- _Exercises_:
(a) In the chapter summaries about Clyde, what drink does Clyde order at the restaurant, and whose choice does he copy?
(b) Carry the chapter summaries about Clyde forward from their final sentence, keeping the same summarizing style.

- _Selected extract_:
=== Section Start ===
Chapter VI
Clyde gets the job at the hotel and his life changes completely. He loves the work he does, and helped by the other young bell-hops he learns quickly how to look after the needs of the hotel guests. He is excited by the wages he earns and the tips he gets for running simple errands. In one hotel room he sees a party of well-dressed young men and women enjoying themselves, laughing and drinking, and he thinks it is a glimpse of paradise. He notes that they are all about his age. He observes all the comings and goings in the grand hotel and thinks he is getting an idea of what it would be like to be rich. You could do whatever you please.
Chapter VII
Reveling in the new world that has opened up to him, Clyde makes friends with Ratterer, one of the bell-hops, as well as Doyle, Kinsella, and Hegglund. They are all more experienced than he is, and he enjoys listening to the stories they tell. He can also barely believe how much money he is making—as much in a day as he could make in a week at the soda fountain. At last he has some money to spend on himself.
Chapter VIII
Clyde lies to his mother about how much he is making in tips, so that he can keep more of his money for himself. Before, he had been contributing three-quarters of what he earned to help with family expenses. He also exaggerates to her the number of hours he works, so as to give himself more freedom in his spare time. He also tells her that he is required to buy new clothes so that he looks well dressed even when he is outside the hotel.
The other bell-hops tell him of the adventures they go on following their monthly pay day. They frequent all-night restaurants and go on to a brothel. Clyde is at first shocked by the stories he hears and does not accept any of their invitations to go along with them. But eventually, attracted by the prospect of pleasure and adventure, he agrees to go with them to the restaurant Frissell’s. He is enjoying his new sense of freedom.
Chapter IX
Clyde accompanies six other boys to the restaurant one evening. He is impressed, never having eaten in such a grand place before. They all order alcoholic drinks, but Clyde has never drunk alcohol before, so he doesn’t know what to order. He decides to follow Ratterer and order a Rhine wine and seltzer, since he guesses this is a fairly mild drink. About eleven o’clock they all visit a place called Bettina’s, a brothel. The madam greets them and tells them to make themselves at home. She knows most of them from previous visits. Nine girls come downstairs in revealing clothes.
=== Section End ===
- _Study material_:
=== Section Start ===
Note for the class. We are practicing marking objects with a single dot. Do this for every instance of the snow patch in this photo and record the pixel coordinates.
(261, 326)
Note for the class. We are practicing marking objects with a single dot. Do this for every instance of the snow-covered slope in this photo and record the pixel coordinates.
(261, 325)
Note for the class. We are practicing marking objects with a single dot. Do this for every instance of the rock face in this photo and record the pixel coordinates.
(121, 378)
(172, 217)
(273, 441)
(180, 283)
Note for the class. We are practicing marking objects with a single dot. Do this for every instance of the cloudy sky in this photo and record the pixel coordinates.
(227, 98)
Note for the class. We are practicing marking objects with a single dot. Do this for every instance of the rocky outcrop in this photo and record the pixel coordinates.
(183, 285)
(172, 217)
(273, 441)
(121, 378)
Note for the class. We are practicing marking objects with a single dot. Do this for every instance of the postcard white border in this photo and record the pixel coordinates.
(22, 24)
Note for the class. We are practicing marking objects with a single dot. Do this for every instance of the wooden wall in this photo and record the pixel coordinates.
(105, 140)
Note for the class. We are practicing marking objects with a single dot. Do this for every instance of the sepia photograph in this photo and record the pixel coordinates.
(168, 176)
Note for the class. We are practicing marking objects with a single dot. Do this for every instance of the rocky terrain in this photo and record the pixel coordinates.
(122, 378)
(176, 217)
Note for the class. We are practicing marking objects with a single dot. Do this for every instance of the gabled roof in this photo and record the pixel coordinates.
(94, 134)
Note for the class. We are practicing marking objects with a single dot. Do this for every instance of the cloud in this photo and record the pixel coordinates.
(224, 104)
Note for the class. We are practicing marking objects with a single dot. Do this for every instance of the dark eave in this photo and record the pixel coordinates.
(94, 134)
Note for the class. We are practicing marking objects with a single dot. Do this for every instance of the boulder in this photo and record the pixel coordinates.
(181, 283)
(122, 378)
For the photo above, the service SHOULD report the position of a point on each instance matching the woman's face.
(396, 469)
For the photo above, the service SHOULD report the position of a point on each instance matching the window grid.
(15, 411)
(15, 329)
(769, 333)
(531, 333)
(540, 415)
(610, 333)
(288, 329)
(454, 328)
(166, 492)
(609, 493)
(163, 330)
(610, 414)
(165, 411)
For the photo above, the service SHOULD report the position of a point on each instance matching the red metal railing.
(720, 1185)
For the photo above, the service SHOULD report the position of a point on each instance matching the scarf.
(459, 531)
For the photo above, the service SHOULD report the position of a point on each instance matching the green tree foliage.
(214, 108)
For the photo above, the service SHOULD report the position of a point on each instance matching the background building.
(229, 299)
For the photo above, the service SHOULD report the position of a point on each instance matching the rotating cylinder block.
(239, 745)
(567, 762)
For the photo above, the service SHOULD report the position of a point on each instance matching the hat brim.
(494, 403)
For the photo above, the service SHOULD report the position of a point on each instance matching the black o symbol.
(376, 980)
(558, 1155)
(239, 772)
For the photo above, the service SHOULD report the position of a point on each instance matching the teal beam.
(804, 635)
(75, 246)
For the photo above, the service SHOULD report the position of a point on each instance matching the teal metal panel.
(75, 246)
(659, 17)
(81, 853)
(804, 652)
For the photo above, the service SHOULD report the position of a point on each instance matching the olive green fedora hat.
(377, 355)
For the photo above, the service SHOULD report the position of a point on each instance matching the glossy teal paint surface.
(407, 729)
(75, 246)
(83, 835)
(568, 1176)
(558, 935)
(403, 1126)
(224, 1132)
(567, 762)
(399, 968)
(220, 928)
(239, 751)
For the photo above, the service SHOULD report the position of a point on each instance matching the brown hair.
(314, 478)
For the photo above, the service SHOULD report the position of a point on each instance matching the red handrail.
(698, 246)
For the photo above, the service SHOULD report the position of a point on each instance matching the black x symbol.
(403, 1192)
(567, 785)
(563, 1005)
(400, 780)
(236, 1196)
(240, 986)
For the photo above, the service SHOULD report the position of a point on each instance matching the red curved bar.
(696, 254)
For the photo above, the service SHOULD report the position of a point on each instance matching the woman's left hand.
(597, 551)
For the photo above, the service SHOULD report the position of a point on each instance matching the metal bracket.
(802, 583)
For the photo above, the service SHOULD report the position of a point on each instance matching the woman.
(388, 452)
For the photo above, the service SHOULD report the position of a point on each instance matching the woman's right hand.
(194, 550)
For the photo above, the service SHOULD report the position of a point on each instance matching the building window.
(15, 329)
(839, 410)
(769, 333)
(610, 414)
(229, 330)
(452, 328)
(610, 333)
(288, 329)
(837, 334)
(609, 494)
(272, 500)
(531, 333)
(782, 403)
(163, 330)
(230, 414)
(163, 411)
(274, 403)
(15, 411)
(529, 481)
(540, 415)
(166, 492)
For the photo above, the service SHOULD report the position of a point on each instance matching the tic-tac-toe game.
=== Section End ===
=== Section Start ===
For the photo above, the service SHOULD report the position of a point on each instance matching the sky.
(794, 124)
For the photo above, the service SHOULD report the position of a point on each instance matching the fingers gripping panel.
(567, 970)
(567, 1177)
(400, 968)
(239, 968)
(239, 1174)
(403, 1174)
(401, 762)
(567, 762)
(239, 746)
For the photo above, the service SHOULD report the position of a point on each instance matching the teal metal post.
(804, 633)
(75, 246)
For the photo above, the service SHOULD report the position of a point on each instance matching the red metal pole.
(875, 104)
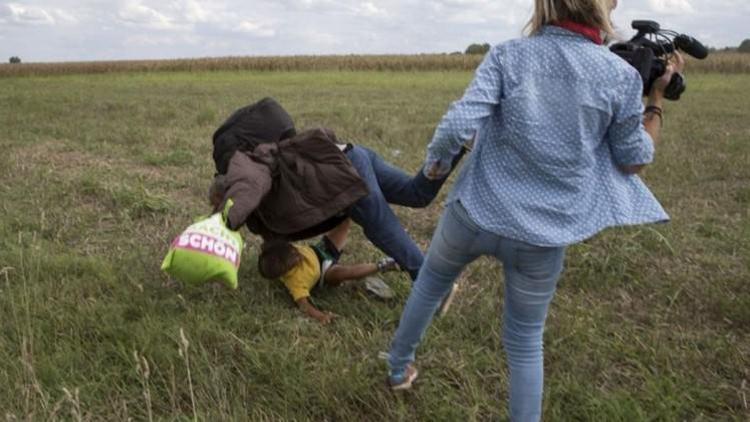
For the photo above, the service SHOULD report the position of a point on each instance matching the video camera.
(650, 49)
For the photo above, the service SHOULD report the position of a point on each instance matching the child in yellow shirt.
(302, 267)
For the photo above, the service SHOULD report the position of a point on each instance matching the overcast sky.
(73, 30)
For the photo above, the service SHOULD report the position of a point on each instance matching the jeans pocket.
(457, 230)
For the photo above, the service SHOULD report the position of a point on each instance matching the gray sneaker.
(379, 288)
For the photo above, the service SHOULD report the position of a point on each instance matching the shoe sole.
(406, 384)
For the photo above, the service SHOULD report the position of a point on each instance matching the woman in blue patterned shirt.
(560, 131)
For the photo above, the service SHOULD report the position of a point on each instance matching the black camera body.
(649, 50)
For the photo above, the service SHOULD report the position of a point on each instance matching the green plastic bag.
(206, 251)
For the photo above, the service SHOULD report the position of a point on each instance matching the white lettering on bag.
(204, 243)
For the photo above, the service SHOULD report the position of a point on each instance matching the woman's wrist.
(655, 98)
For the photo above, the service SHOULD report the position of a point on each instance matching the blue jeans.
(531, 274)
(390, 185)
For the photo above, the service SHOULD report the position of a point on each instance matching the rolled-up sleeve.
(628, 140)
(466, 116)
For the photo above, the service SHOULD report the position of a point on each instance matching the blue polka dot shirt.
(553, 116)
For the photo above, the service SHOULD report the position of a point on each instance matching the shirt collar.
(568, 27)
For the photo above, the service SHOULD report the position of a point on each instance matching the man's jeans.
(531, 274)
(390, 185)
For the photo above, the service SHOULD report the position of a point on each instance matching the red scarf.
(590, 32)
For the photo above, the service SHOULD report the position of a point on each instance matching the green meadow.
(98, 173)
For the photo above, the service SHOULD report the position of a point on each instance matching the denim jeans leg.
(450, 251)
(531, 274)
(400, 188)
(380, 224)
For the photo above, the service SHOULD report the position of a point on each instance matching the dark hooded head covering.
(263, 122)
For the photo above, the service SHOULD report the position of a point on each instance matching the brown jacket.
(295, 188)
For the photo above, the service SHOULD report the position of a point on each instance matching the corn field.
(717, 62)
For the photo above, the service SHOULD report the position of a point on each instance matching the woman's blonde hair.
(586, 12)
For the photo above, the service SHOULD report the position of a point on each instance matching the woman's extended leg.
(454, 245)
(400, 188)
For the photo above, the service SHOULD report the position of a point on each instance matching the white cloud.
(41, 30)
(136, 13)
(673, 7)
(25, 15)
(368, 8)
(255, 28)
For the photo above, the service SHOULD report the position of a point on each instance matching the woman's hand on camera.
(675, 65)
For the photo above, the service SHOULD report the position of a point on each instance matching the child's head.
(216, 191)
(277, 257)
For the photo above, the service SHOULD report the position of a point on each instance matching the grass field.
=== Section End ===
- _Exercise responses_:
(a) He orders a Rhine wine and seltzer, following Ratterer.

(b)
Chapter X
The guests pair off with the girls and begin dancing to a piano accompaniment. A pretty blond girl talks to Clyde and invites him to dance, but he refuses because he cannot dance. But he agrees to buy her a drink. As they talk, he overcomes his wariness of her and allows her to take him upstairs to a small room. He is scared of catching a disease and fears she may charge him more than he can afford, but he does not stop her from undressing in front of him.
Analysis
In these chapters Clyde is gradually acquiring some knowledge of the world, friends his own age, a little money to spend, and nice clothes. He also drinks alcohol for the first time (thus going against the beliefs of his parents) and has his first sexual experience. It does not take him long to shrug off any inhibitions he has as a result of his strict religious upbringing. The allure of sensuality and the desire to acquire and enjoy material things is too strong. The young Clyde is certainly on the up, in a modest kind of way, in these chapters. However, he also has a lot that counts against him, such as the environment in which he grew up, his poverty, and lack of education. The author, Dreiser, was a novelist of the naturalist school, and for the naturalists, people were wholly determined by the larger forces that acted on their lives. According to M. H. Abrams, in A Glossary of Literary Terms, naturalism presented human life as “determined by two kinds of natural forces, heredity and environment” (p. 154). In this view, a person is “helplessly subject to the social and economic forces in the family, the class, and the milieu into which he is born” (p. 154). Whether Clyde Griffiths, who seems to desire to be part of a world that because of his background he is unlikely to be able to enter, can overcome these early handicaps remains to be seen.